ASSIGNMENT -> Go line by line through the data below and work out how many lines contain "potted"; the answer is that number alone.

### RECORDS PROVIDED

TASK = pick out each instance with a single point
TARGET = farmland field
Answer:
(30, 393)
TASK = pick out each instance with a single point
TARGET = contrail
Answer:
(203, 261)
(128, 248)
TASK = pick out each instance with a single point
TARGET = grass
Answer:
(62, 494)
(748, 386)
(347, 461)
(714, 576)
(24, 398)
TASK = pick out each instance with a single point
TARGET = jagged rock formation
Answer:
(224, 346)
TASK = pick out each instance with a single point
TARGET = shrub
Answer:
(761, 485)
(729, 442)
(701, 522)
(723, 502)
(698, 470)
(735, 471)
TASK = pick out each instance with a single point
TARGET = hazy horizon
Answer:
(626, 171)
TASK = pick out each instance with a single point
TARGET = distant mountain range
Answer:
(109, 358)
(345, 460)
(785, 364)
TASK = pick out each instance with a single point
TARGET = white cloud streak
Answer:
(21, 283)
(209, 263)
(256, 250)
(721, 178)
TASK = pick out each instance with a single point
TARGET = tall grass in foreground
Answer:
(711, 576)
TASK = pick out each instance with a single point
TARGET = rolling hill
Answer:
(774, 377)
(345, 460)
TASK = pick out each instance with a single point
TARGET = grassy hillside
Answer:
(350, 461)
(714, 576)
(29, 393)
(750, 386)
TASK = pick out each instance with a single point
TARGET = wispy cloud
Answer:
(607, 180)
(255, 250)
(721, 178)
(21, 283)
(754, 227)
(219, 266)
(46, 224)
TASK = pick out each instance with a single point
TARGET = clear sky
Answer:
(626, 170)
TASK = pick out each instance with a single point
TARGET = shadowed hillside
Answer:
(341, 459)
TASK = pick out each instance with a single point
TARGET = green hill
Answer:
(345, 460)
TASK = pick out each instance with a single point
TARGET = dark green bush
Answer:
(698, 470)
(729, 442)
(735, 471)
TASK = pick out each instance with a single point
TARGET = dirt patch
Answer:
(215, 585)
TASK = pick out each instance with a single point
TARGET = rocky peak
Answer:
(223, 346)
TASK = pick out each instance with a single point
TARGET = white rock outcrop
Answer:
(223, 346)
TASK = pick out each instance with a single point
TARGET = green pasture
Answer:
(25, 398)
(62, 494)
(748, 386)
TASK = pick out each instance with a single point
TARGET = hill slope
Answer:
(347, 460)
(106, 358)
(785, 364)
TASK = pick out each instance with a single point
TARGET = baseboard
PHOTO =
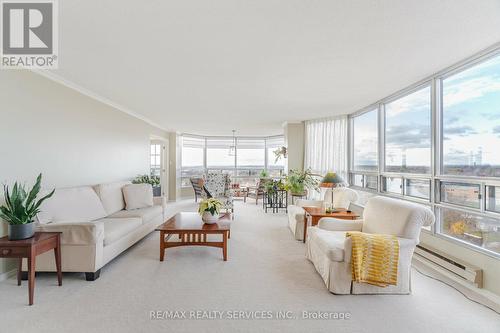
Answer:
(7, 275)
(482, 296)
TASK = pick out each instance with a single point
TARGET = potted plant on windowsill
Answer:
(298, 182)
(154, 181)
(21, 208)
(209, 210)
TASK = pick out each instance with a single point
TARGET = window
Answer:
(364, 181)
(365, 141)
(408, 133)
(418, 188)
(192, 158)
(461, 194)
(201, 154)
(493, 198)
(471, 121)
(393, 185)
(453, 170)
(474, 229)
(218, 157)
(155, 159)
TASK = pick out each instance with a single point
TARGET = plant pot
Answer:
(21, 231)
(208, 218)
(157, 191)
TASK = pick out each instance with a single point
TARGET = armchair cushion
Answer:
(333, 224)
(404, 219)
(331, 243)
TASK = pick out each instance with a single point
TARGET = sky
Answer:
(471, 118)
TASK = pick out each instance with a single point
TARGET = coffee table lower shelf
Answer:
(193, 232)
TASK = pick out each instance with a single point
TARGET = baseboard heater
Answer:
(468, 272)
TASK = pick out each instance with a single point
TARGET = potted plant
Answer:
(21, 208)
(209, 210)
(297, 182)
(154, 181)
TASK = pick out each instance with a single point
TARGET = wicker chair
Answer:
(197, 183)
(256, 192)
(218, 185)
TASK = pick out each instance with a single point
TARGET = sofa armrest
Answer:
(333, 224)
(309, 203)
(78, 233)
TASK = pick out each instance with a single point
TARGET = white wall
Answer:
(70, 138)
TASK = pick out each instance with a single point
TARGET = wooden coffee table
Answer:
(314, 214)
(193, 231)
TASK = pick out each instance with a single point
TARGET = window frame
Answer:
(436, 175)
(234, 168)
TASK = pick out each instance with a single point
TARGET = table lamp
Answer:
(331, 180)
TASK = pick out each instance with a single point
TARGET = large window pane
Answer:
(418, 188)
(461, 194)
(218, 156)
(393, 185)
(471, 228)
(493, 198)
(365, 141)
(408, 133)
(471, 121)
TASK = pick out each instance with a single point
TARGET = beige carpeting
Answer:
(266, 272)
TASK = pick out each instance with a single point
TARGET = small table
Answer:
(193, 231)
(29, 248)
(314, 214)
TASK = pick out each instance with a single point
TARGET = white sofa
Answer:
(330, 251)
(95, 226)
(342, 198)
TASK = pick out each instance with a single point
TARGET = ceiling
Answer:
(208, 67)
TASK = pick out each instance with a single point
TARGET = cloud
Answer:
(459, 130)
(496, 130)
(409, 136)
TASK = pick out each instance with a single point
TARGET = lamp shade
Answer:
(331, 179)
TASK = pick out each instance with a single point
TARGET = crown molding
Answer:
(86, 92)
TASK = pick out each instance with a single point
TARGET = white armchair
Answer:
(330, 251)
(342, 198)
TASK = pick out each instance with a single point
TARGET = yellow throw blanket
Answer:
(374, 258)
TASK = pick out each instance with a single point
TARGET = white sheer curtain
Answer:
(326, 146)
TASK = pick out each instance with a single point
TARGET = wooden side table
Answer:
(29, 248)
(314, 214)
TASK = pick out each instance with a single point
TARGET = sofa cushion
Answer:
(138, 196)
(116, 228)
(111, 196)
(75, 204)
(331, 243)
(146, 214)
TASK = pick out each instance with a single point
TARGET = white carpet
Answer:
(266, 271)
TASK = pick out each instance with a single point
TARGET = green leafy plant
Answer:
(272, 186)
(146, 179)
(20, 206)
(264, 174)
(279, 153)
(298, 181)
(211, 205)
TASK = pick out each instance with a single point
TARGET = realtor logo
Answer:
(29, 34)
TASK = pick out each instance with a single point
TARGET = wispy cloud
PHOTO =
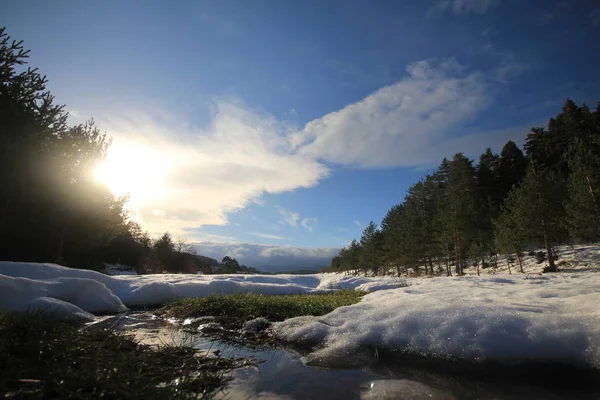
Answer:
(266, 236)
(271, 257)
(197, 176)
(289, 217)
(404, 124)
(309, 223)
(462, 7)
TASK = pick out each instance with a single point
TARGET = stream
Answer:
(283, 375)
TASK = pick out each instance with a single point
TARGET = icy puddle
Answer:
(283, 375)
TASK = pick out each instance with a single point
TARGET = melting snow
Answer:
(506, 318)
(554, 317)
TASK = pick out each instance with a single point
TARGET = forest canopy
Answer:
(503, 204)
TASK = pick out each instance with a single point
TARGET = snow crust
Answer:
(508, 318)
(76, 292)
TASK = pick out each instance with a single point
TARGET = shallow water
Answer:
(283, 375)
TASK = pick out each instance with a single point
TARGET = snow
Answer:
(32, 286)
(508, 318)
(581, 258)
(389, 389)
(505, 317)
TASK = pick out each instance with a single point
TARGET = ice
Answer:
(509, 319)
(74, 297)
(256, 325)
(403, 389)
(94, 292)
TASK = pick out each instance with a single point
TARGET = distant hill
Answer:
(207, 260)
(299, 272)
(267, 258)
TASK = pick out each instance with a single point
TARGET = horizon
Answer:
(247, 128)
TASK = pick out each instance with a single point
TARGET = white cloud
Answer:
(182, 177)
(289, 217)
(270, 258)
(309, 223)
(404, 124)
(266, 236)
(463, 7)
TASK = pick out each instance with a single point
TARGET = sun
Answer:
(134, 169)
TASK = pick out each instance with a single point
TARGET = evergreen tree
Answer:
(460, 194)
(536, 209)
(371, 245)
(583, 204)
(512, 167)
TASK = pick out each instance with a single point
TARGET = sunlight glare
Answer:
(134, 169)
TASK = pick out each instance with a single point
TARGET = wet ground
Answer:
(283, 375)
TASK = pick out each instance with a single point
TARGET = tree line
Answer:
(52, 209)
(503, 204)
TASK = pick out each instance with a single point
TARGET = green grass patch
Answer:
(44, 357)
(232, 310)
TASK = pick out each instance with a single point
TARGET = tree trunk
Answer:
(59, 251)
(448, 270)
(547, 246)
(4, 212)
(589, 185)
(519, 259)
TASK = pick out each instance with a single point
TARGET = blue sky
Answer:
(294, 123)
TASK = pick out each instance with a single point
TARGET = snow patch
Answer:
(511, 319)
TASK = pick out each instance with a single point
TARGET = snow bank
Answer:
(506, 318)
(75, 291)
(69, 297)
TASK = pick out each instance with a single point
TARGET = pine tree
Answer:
(512, 167)
(460, 194)
(371, 243)
(535, 207)
(583, 204)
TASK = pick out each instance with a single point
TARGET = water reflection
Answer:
(284, 376)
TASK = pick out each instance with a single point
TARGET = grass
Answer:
(44, 357)
(234, 309)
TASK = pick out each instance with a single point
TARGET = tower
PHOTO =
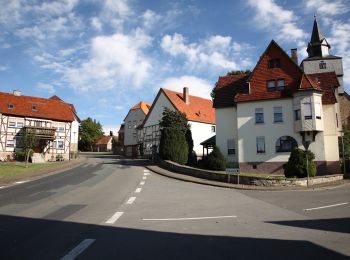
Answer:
(319, 58)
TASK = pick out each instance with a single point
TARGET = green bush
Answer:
(215, 160)
(296, 166)
(173, 146)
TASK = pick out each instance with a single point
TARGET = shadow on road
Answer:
(28, 238)
(341, 225)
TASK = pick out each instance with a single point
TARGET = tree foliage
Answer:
(176, 137)
(215, 160)
(89, 132)
(296, 165)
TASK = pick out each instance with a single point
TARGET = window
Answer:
(277, 114)
(259, 115)
(10, 143)
(231, 146)
(260, 144)
(274, 63)
(271, 85)
(318, 110)
(322, 65)
(280, 84)
(307, 111)
(285, 144)
(297, 114)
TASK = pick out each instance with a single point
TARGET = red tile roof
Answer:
(144, 106)
(198, 110)
(104, 140)
(327, 81)
(53, 108)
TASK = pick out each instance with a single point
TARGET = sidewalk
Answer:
(182, 177)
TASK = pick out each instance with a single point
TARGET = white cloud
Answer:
(334, 7)
(279, 21)
(114, 60)
(45, 87)
(214, 52)
(197, 86)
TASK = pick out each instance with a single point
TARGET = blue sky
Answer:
(106, 56)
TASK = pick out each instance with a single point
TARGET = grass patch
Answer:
(17, 171)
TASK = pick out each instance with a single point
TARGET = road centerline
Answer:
(78, 249)
(327, 206)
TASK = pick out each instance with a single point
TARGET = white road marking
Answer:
(328, 206)
(114, 218)
(131, 200)
(20, 182)
(177, 219)
(78, 249)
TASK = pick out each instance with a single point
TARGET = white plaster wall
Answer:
(226, 128)
(248, 130)
(200, 133)
(157, 111)
(134, 115)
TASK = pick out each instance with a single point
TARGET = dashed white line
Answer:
(78, 249)
(114, 218)
(328, 206)
(178, 219)
(131, 200)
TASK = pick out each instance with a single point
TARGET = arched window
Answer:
(285, 144)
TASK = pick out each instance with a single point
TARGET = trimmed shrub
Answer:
(173, 146)
(296, 166)
(215, 160)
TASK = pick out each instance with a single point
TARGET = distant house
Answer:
(54, 122)
(199, 112)
(104, 144)
(133, 119)
(261, 117)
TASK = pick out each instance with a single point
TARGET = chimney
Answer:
(17, 93)
(186, 96)
(294, 55)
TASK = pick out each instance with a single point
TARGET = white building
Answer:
(54, 122)
(260, 117)
(133, 119)
(199, 112)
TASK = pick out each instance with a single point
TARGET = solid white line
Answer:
(177, 219)
(114, 218)
(328, 206)
(131, 200)
(78, 249)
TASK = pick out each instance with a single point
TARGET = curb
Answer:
(182, 177)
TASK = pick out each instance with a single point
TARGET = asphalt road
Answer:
(112, 208)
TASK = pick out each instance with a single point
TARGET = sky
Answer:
(105, 56)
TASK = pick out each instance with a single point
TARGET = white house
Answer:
(133, 119)
(54, 122)
(199, 112)
(260, 117)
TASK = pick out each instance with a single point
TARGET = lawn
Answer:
(17, 171)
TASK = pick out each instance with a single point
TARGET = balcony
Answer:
(47, 133)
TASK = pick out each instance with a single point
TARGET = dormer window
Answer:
(274, 63)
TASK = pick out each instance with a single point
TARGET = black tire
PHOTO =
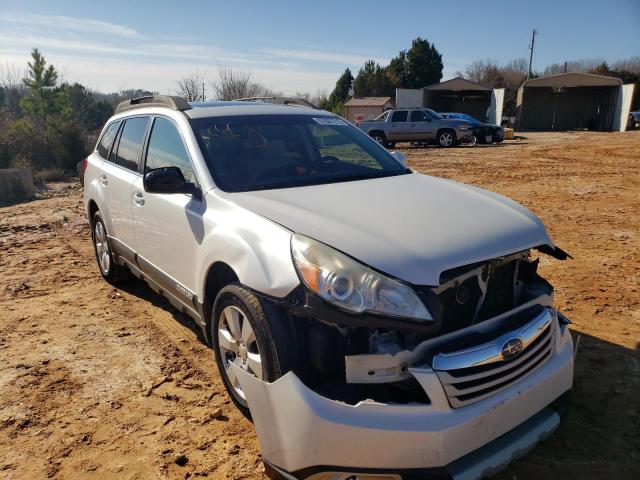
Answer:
(447, 138)
(113, 273)
(240, 297)
(381, 139)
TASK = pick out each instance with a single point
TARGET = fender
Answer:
(262, 261)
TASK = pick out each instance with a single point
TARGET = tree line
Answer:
(417, 67)
(48, 125)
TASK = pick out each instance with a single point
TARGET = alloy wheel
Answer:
(102, 248)
(446, 139)
(237, 344)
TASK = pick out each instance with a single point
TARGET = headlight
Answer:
(349, 284)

######

SOLUTION FOR THIS TASK -> 2